→ Your instructions
Rewrite the entries from the first line up to and including the line with "<point>503,505</point>". Keep the requests and their sample coordinates unchanged, but multiply every coordinate in the answers by 2.25 and round each result to a whole number, rounding halves up.

→ Part of a data file
— start —

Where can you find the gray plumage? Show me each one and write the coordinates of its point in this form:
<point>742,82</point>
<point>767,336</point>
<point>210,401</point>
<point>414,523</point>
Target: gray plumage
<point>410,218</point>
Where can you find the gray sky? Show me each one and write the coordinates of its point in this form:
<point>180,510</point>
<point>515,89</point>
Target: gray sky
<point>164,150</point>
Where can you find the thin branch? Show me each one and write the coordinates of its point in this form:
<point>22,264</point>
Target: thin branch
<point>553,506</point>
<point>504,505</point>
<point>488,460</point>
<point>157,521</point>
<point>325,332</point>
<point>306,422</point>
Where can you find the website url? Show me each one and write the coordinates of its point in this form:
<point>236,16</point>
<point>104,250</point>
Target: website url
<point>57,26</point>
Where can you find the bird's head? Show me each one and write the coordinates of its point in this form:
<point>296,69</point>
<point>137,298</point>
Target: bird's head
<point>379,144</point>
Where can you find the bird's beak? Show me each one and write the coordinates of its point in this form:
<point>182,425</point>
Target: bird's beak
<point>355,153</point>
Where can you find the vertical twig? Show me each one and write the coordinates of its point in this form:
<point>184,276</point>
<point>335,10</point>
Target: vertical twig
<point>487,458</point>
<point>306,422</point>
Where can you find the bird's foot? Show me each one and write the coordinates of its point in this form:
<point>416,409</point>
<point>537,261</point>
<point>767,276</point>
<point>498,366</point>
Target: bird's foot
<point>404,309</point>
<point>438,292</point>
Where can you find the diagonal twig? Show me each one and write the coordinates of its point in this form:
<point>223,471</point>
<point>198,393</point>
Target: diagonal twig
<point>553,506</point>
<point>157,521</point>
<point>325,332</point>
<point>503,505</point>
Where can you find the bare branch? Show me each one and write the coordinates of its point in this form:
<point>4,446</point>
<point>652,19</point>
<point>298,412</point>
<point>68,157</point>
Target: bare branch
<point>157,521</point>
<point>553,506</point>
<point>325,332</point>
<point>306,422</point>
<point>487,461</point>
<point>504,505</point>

— end —

→ Correct response
Where can you find the gray plumage? Show me each one and write the coordinates of its point in this form:
<point>742,82</point>
<point>767,336</point>
<point>210,401</point>
<point>414,523</point>
Target: gray plumage
<point>923,491</point>
Where can you find the gray sky? Show me each one and write the coordinates of its point in this form:
<point>180,510</point>
<point>515,89</point>
Target: gray sky
<point>369,338</point>
Where can you find the thin branch? Show me each one and write the coordinates of its point in this form:
<point>22,264</point>
Target: thin branch
<point>1244,1139</point>
<point>1134,1136</point>
<point>1098,1035</point>
<point>353,1172</point>
<point>731,747</point>
<point>689,950</point>
Where can you find the website url? Show me each one and write the coordinates of its point in this form:
<point>236,16</point>
<point>104,250</point>
Target: website url
<point>128,59</point>
Where can you find the bird's head? Show me each one and write the coordinates of its point in this form:
<point>296,69</point>
<point>137,298</point>
Target: bird's head
<point>853,324</point>
Where can you find the bird's beak? Show me each one and write the coordinates of its point in this form:
<point>182,425</point>
Target: bird's beak
<point>799,344</point>
Where can you find the vertical twig? Show me each one and write the coordinates of its point in this form:
<point>184,276</point>
<point>335,10</point>
Target: vertical twig
<point>1096,1031</point>
<point>689,950</point>
Where can you find the bird's foot? Show me each one and write the coordinates of its point in this form:
<point>416,409</point>
<point>537,261</point>
<point>767,276</point>
<point>498,366</point>
Target: bird's foot
<point>909,695</point>
<point>986,657</point>
Where can you find the diagonal twig? Show me each one and write the coordinates of its point in this form:
<point>223,471</point>
<point>198,393</point>
Target: diagonal twig
<point>1244,1139</point>
<point>353,1172</point>
<point>731,747</point>
<point>1132,1136</point>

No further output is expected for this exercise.